• PROBLEM: Output all the data exactly. Pictures do not belong in the copy.

• Saved entries:
+--
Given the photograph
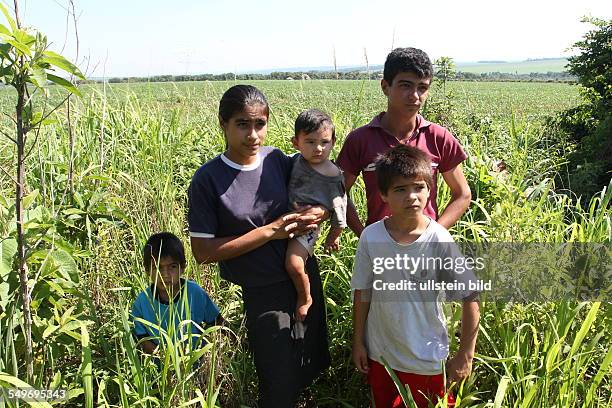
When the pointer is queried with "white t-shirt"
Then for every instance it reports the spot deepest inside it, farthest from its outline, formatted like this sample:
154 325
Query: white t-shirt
406 325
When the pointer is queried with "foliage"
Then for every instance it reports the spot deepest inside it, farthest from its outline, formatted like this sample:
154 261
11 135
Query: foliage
137 146
593 66
589 125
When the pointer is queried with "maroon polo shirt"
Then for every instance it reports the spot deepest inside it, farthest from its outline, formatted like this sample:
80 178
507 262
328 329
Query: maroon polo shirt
363 145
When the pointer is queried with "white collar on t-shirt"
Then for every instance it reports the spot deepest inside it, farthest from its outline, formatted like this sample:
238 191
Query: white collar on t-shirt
246 167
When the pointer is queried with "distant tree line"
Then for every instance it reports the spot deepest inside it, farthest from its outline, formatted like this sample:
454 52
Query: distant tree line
346 75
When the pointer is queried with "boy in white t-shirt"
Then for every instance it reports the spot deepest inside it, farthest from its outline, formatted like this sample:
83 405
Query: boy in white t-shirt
403 269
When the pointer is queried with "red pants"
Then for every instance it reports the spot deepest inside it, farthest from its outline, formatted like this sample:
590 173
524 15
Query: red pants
422 387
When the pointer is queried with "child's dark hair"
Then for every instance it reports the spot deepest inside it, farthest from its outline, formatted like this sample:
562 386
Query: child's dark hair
236 98
162 245
312 120
407 60
402 161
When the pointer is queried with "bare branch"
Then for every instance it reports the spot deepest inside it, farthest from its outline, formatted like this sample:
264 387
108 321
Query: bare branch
9 176
10 117
8 136
50 112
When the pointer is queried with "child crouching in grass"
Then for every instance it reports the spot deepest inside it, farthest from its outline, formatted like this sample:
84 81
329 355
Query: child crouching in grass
315 180
177 306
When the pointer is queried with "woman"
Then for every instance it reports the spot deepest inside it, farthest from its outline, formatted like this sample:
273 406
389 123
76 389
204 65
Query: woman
238 217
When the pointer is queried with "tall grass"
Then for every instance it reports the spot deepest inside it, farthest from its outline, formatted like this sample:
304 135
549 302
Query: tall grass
137 147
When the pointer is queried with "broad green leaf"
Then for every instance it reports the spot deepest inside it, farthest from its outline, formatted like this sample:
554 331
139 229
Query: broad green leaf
29 199
501 391
24 37
38 77
62 63
22 48
5 32
64 83
8 16
16 382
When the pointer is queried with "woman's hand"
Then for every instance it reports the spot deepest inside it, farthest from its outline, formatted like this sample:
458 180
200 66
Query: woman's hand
310 216
360 357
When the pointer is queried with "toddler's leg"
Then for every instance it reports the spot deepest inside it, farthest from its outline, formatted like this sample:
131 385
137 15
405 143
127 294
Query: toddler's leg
295 262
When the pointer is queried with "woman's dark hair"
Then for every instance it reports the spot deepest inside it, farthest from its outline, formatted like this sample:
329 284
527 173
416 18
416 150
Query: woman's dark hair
312 120
236 98
407 60
402 161
163 245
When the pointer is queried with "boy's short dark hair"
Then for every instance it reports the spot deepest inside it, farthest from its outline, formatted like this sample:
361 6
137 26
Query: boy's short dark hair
407 60
312 120
402 161
163 245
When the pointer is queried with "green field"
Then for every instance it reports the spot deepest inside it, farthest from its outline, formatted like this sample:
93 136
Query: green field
136 147
515 67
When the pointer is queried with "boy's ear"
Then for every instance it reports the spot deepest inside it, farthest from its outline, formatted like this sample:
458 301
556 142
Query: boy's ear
384 85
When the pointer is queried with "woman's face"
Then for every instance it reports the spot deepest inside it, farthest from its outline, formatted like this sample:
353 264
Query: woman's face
245 133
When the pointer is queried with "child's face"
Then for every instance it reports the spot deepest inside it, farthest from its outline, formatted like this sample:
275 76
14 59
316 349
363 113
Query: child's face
315 146
245 133
407 196
165 273
407 93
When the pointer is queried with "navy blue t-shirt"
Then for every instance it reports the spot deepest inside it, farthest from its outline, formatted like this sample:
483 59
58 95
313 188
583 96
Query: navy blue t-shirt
228 199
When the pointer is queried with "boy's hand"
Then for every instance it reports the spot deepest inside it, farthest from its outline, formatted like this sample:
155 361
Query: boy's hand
331 243
459 367
360 357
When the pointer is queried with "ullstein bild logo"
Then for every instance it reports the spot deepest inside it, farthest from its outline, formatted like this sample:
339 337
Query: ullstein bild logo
411 264
433 285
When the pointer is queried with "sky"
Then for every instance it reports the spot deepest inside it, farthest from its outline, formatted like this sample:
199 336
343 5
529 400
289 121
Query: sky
144 38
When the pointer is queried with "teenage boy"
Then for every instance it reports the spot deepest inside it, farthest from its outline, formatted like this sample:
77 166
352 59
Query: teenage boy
406 80
397 313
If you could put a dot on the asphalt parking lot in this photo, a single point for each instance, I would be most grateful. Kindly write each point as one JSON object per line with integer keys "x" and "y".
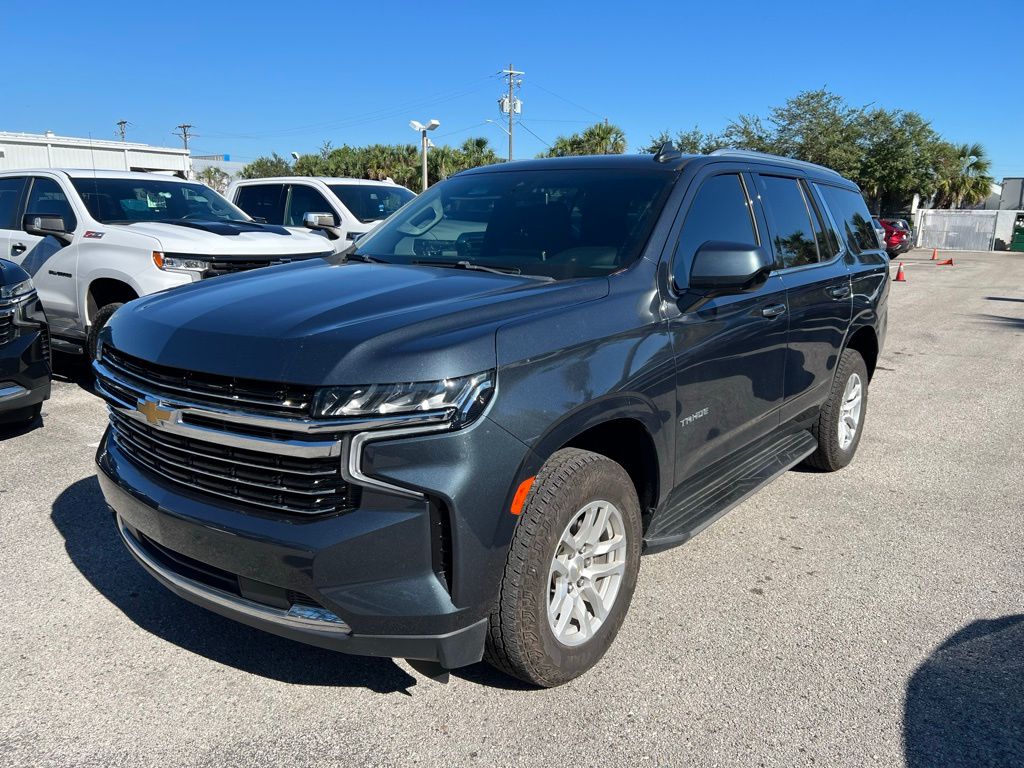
{"x": 872, "y": 616}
+--
• SOLUTION:
Given the photograph
When the pointer is queried with "white t-shirt"
Then for every instance it reports the spot deepest inside it, farthest from its outline, formatted like this sample:
154 325
Query: white t-shirt
406 325
When the pointer is queried with "foliage"
Then for every instance it reports the spot deepest inside it, farthest from its outline, formatted like this sample:
154 261
11 135
Query: foliage
137 146
593 66
589 125
When the pointer is queried with "maroon polo shirt"
Then for every instance it reports the spot deepest inside it, farthest from its outline, formatted like this sample:
80 178
507 262
328 329
Query: maroon polo shirt
363 145
When the pointer is queried with "white collar on t-shirt"
Then for every instance it reports the spot deepest inside it, farthest from its outline, formatted like this sample:
238 191
Query: white collar on t-shirt
246 167
When the pointer is queried with "distant tree line"
Then for every instance it reports the spot deepest inside it, farthest from its outline, formatted like this sample:
454 52
Query: distant tree line
346 75
When the pointer is queried with "boy in white t-shirt"
Then for every instance it reports the spot deepest inside it, farthest from its outline, formatted like this sample:
83 405
Query: boy in white t-shirt
403 269
When the pointer is queried with "red pants"
Then for every instance it reports the spot deepest inside it, farthest from its outline, formatted like this sample:
590 173
524 15
Query: red pants
422 387
When the pointer is queried with "child's dark hair"
Then for every instance it reports the spot deepest inside it, farthest from its outline, formatted like this sample:
562 386
Query: child's dark hair
236 98
162 245
312 120
407 60
402 161
When the pointer is queried with "bare branch"
Then for every instance it reports the spot deepest inside it, farthest from its outline, formatted like this sample:
264 387
108 321
Query: bare branch
9 176
10 117
8 136
50 112
When the pointer is queried with "child crouching in grass"
Then for every instance it reports the spot deepest inside it, farthest from its outline, formatted like this sample:
84 81
329 355
Query: child crouching in grass
315 180
177 306
When the pointer is queried with "woman"
Then for every instance it reports the spot deepest inside it, farthest from its outline, formatted like this sample:
273 406
389 123
76 389
204 65
Query: woman
238 217
When the pointer is queried with "tall grass"
Then for every instance it reports the spot deepest inside it, farthest from its outline, formatted like this sample:
304 135
549 302
Query: tall grass
137 147
When the pointer is queried with "broad green leaf"
Then for every instance it reports the spot deepest inside it, farthest from its outline, formatted like this sample:
554 331
139 229
Query: broad green leaf
29 199
501 391
24 37
38 77
62 63
22 48
5 32
64 83
8 16
16 382
When the pointer is queried with "woman's hand"
Then for every instance it reports the spot deepest inside it, farthest from its outline, formatted like this sample:
458 180
200 66
Query: woman's hand
310 216
360 357
When the pointer is queried with "toddler's leg"
Then for every instance it reports the spot deepest inside it, farthest from its outline, formatted like this sample:
131 385
137 15
405 143
127 294
Query: toddler's leg
295 262
When the pointer is queried with "woman's dark hair"
Then for every instance it reports the spot deepest inside it, farthest from its outline, formatted like this sample:
329 284
527 173
416 18
416 150
Query: woman's dark hair
312 120
236 98
407 60
402 161
163 245
When the pointer is queried with "boy's short dark hair"
Then for every instance it reports the spot deepest inside it, farthest from its outline, formatted like this sample:
361 6
137 26
Query: boy's short dark hair
407 60
312 120
402 161
163 245
When the pointer is queried with "green field"
Then for every instance it reports the spot deepest inside it, farthest from its outline, formatted like this sample:
93 136
Query: green field
136 147
515 67
When the pointer is queried with "boy's ear"
Then for every instance it reports the spot deepest inside it, farthest from its outline, formatted like this sample:
458 301
556 142
Query: boy's ear
384 85
When the pointer is queried with "woman's face"
Then for every instance it reports the spot deepest inside it, farthest from its outline, formatted like this sample:
353 264
Query: woman's face
245 133
When the pointer is queried with "child's face"
Then for every instance it reports the spot deepest inside it, farthest from its outline, formatted like this sample:
275 76
14 59
316 349
363 113
Query: child's face
315 146
245 133
407 196
165 273
407 93
When the pointer is queried with "navy blue t-shirt"
Then for every instance it reports the spot deepest inside it, farthest from its outline, formatted like this sample:
483 59
58 95
313 188
583 96
Query: navy blue t-shirt
228 199
When the pointer is queried with "boy's hand"
Then for every instance it reports the spot deepest inside it, farthest from its outline, formatted like this sample:
155 361
Query: boy's hand
331 243
459 367
360 357
When the pointer is queried with "ullstein bild logo"
Then for every instance it reports the spot deepest inside it, farthest from its outline, formatted like this sample:
339 337
Query: ullstein bild logo
411 264
433 285
When the pointer is queried with "sky"
Then for every instance it reports the spot deepest inside it, farthest from its outline, formatted like this sample:
199 336
343 5
529 400
289 121
Query: sky
144 38
When the pointer is queried with "teenage boy"
Then for every instance it reports the spot deepest inside it, farthest from its outline, formatted like this sample:
77 166
352 59
Query: teenage boy
406 80
397 313
If you could put a dot on the asphalt parking lot in this photo, a single point for each instance, I would be most grateful. Kindly write each point as one JSON object per line with integer keys "x" and "y".
{"x": 872, "y": 616}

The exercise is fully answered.